EXTRACT TO READ:
We dismiss the protest.

B-299150; B-299150.2; B-299150.3; B-299150.4; B-299150.5, ITT Electronic Systems, Radar Systems--Gilfillan, February 2, 2007

DOCUMENT FOR PUBLIC RELEASE
The decision issued on the date below was subject to a GAO Protective Order. This redacted version has been approved for public release.

Decision

Decision

Matter of: ITT Electronic Systems, Radar Systems--Gilfillan

File: B-299150; B-299150.2; B-299150.3; B-299150.4; B-299150.5

Date: February 2, 2007

Philip J. Davis, Esq., Rand L. Allen, Esq., Nicole P. Wishart, Esq., Jon W. Burd, Esq., and John R. Prairie, Esq., Wiley Rein LLP, for the protester.

Mark D. Colley, Esq., Cameron W. Fogle, Esq., and Stuart W. Turner, Esq., Holland & Knight LLP, for Raytheon Co., an intervenor.

Jeffrey I. Kessler, Esq., and Wade L. Brown, Esq., U.S. Army Materiel Command, for the agency.

Edward Goldstein, Esq., and Christine S. Melody, Esq., Office of the General Counsel, GAO, participated in the preparation of the decision.

DIGEST

Protest challenging award of a sole-source contract based on alleged changes to the agency's requirements, which served as the basis for the sole-source determination, is premature where the agency has not finalized any changes to its requirements and there have been no modifications to the sole-source contract reflecting any of the changed requirements alleged by the protester.

DECISION

ITT Electronic Systems, Radar Systems--Gilfillan (ITT) protests the decision of the U.S. Army Aviation and Missile Command (AMCOM), Department of the Army, to award a sole-source contract to Raytheon Company under request for proposals (RFP) No. W31P4Q-05-R-0338, for Air Traffic Navigation, Integration and Coordination System (ATNAVICS) and Fixed-Base Precision Approach Radar (FBPAR) hardware, spares, and first article testing, as well as FBPAR installation, site survey, site design, system refurbishment and engineering services for fiscal years 2006 through 2010.

We dismiss the protest.

On August 3, 2005, the Army posted a pre-solicitation notice on the FedBizOpps website announcing its intention to award a sole-source ATNAVICS production contract to Raytheon and informed other potential sources of their right to submit offers for consideration by the Army. Proposals were due October 3, 2005. No source other than Raytheon requested or received a copy of the RFP or submitted a proposal. The contemplated sole-source contract for Raytheon was a follow-on contract to a competitively awarded ATNAVICS contract, awarded to Raytheon in 1995.

WHAT YOU NEED TO DO:
From the GAO decision above, list every attorney named as representing the protester.

INFORMATION SUPPLIED:
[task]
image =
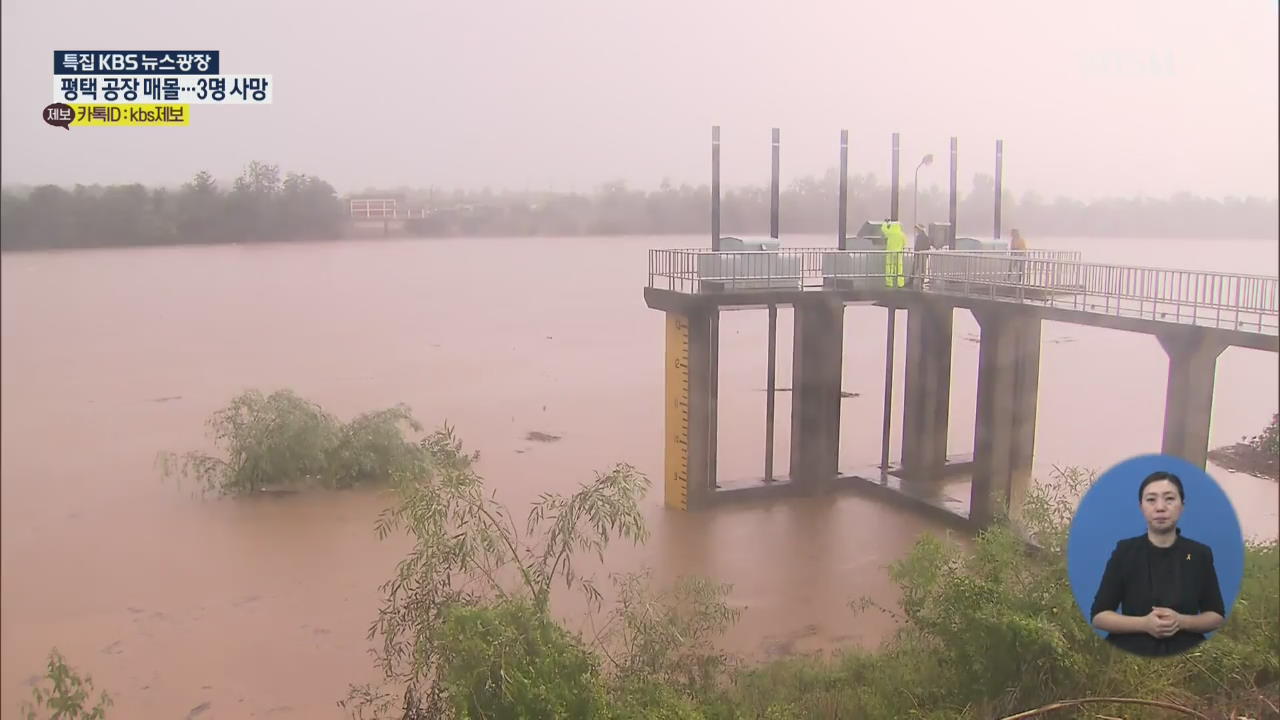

PROBLEM SOLUTION:
Philip J. Davis, Rand L. Allen, Nicole P. Wishart, Jon W. Burd, John R. Prairie